* _What you have to do_: Write out only the lines running from the one that contains "neck in the photo above." to the end of the material, both ends included.

Pointing and labeling entries:
■ ■ ■ ■

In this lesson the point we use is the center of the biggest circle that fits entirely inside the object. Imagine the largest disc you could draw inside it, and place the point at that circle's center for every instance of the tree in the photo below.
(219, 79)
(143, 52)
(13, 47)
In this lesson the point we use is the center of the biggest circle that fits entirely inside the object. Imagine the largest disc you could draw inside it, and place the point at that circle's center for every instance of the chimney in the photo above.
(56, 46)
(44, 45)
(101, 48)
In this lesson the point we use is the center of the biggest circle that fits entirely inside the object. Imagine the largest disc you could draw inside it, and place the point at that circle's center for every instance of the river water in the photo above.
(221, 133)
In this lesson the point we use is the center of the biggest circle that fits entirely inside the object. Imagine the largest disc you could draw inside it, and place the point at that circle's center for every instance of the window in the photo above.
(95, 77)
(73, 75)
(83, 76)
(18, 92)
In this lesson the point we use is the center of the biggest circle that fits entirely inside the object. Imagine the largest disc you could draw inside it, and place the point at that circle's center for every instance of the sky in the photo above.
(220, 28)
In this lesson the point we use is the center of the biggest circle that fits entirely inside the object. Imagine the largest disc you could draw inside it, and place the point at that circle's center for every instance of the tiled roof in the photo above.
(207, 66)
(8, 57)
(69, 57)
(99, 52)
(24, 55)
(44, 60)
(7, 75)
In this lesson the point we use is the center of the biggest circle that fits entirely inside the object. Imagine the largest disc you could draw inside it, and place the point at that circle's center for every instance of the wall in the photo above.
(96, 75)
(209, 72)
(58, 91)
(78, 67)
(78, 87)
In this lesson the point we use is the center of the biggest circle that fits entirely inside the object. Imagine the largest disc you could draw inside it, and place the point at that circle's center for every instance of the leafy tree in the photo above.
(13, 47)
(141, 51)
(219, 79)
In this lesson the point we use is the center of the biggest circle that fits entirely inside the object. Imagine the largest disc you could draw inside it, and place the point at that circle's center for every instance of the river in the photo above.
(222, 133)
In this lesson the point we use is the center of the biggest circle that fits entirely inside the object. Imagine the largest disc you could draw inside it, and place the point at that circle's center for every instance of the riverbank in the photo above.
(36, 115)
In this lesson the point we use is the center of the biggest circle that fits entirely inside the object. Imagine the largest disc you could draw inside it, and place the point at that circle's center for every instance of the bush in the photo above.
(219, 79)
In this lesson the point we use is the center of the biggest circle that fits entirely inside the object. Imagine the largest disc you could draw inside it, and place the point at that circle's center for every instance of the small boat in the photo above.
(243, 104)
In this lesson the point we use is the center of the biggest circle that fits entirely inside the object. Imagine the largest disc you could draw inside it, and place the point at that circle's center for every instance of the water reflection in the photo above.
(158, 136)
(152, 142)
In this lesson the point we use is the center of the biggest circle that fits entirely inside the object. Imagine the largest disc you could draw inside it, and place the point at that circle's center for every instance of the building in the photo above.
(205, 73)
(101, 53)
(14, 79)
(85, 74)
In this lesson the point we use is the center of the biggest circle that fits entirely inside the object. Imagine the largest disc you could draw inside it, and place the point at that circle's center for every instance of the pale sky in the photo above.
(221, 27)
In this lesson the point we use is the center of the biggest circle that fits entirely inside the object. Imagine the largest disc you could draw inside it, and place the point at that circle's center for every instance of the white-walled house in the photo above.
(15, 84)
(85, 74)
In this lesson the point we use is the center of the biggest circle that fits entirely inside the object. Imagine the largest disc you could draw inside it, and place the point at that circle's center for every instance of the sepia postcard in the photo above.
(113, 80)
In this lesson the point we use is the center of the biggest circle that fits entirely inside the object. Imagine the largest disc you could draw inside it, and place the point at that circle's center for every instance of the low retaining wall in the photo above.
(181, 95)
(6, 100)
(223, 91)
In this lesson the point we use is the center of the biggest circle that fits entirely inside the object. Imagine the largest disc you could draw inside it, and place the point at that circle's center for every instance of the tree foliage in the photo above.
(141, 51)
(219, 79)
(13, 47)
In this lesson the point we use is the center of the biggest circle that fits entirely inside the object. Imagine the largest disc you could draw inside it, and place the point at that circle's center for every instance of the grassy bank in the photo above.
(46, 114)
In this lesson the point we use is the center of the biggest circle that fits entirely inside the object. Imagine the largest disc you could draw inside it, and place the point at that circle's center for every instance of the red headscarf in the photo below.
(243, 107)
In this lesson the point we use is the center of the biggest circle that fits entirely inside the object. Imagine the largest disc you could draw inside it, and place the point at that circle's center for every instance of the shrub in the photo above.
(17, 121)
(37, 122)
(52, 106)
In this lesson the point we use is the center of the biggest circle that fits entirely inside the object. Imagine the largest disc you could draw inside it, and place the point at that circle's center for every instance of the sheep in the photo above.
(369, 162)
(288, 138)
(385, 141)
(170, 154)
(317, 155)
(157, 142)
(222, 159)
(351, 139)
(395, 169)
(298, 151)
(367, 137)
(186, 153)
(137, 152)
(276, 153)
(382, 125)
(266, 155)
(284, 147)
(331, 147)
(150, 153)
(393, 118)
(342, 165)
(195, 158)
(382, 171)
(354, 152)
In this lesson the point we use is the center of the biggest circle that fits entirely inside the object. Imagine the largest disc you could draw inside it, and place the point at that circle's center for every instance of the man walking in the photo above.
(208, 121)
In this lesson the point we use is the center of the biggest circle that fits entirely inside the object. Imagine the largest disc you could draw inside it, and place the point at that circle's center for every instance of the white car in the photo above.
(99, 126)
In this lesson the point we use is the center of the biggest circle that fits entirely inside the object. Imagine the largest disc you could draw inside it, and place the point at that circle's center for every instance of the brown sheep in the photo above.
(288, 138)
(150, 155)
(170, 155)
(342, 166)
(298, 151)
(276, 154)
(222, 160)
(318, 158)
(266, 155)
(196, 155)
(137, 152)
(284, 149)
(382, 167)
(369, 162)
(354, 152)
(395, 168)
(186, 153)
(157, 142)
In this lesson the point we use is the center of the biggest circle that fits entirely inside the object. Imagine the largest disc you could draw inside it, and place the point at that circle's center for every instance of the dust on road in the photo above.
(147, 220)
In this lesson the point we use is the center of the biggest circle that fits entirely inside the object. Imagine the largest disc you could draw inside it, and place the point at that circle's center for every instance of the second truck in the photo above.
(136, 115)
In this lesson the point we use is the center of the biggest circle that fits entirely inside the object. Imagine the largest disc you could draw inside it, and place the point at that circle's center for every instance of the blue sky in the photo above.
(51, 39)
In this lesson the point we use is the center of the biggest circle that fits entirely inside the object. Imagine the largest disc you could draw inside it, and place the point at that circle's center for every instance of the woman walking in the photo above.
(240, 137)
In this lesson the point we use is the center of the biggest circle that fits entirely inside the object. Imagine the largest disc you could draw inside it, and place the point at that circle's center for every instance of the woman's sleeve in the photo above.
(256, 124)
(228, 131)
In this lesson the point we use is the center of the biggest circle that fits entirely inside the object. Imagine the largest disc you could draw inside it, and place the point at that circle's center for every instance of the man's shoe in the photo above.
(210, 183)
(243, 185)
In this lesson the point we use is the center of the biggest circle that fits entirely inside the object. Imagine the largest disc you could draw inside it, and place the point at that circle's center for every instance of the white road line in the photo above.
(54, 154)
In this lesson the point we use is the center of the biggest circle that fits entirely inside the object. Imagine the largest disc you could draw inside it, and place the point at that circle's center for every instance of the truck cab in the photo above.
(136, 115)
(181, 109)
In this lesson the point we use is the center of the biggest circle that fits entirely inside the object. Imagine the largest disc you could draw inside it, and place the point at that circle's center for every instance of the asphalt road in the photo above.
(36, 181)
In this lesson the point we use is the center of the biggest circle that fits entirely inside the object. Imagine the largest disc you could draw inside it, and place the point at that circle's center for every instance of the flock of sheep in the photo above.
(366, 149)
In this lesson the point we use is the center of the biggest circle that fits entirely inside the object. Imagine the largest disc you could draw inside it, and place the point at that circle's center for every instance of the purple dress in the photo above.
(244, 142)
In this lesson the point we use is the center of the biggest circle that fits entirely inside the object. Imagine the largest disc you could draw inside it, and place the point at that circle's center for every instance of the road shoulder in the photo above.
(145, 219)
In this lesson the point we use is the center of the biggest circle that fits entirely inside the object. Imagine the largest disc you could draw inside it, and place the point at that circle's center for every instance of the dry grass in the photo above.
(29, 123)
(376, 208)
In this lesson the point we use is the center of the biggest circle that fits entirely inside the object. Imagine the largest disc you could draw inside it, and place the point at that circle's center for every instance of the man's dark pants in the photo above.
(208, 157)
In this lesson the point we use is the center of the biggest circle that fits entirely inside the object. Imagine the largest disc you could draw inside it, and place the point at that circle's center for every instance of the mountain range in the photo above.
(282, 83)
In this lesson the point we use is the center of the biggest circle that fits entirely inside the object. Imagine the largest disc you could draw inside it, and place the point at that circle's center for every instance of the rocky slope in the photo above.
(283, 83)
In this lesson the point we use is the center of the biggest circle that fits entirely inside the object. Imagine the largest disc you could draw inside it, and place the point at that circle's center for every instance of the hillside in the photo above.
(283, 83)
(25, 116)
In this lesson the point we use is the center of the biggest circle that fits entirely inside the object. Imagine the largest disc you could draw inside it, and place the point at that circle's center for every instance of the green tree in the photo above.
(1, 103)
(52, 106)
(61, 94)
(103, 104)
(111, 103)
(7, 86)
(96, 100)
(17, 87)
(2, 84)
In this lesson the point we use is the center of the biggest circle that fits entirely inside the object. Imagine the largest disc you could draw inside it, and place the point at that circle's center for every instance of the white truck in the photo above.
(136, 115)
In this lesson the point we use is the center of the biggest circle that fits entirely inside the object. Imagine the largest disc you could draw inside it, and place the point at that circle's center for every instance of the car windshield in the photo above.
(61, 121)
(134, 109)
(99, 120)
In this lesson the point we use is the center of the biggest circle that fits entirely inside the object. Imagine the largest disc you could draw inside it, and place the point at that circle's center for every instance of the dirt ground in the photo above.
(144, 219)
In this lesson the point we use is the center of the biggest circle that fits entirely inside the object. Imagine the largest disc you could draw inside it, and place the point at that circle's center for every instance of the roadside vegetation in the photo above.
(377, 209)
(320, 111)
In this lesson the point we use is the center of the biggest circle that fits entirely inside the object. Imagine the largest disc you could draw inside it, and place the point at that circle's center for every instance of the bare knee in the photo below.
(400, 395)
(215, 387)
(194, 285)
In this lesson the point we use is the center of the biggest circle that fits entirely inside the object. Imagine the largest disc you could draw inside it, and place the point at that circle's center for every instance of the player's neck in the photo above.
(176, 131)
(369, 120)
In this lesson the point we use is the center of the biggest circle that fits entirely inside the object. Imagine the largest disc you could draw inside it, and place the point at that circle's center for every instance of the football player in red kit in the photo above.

■ ■ ■ ■

* _Task response_:
In this lesson the point we use is the center of the biggest circle that fits entirely inside the object. Imagine the largest disc you could draw inside it, and place the point at that circle's center for every instance of the player's neck in the photo above.
(176, 131)
(369, 120)
In this lesson the point we use is the center of the biggest circle that fits entirely inside the object. Imagine the largest disc you could draw inside it, and place the point at that circle's center for every instance of the football player in red kit in the photo above.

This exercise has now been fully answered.